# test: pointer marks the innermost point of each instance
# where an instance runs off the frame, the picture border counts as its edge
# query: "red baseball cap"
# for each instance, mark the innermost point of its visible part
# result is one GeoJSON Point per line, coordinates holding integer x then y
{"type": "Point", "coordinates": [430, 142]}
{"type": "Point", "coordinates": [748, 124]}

### Assignment
Nothing but the lines holding the word "instance" should be returned from the listing above.

### Result below
# test: pointer marks the innermost point of each instance
# where an instance runs off the frame, the picture border counts as its edge
# for each instance, mark the innermost point of its visible part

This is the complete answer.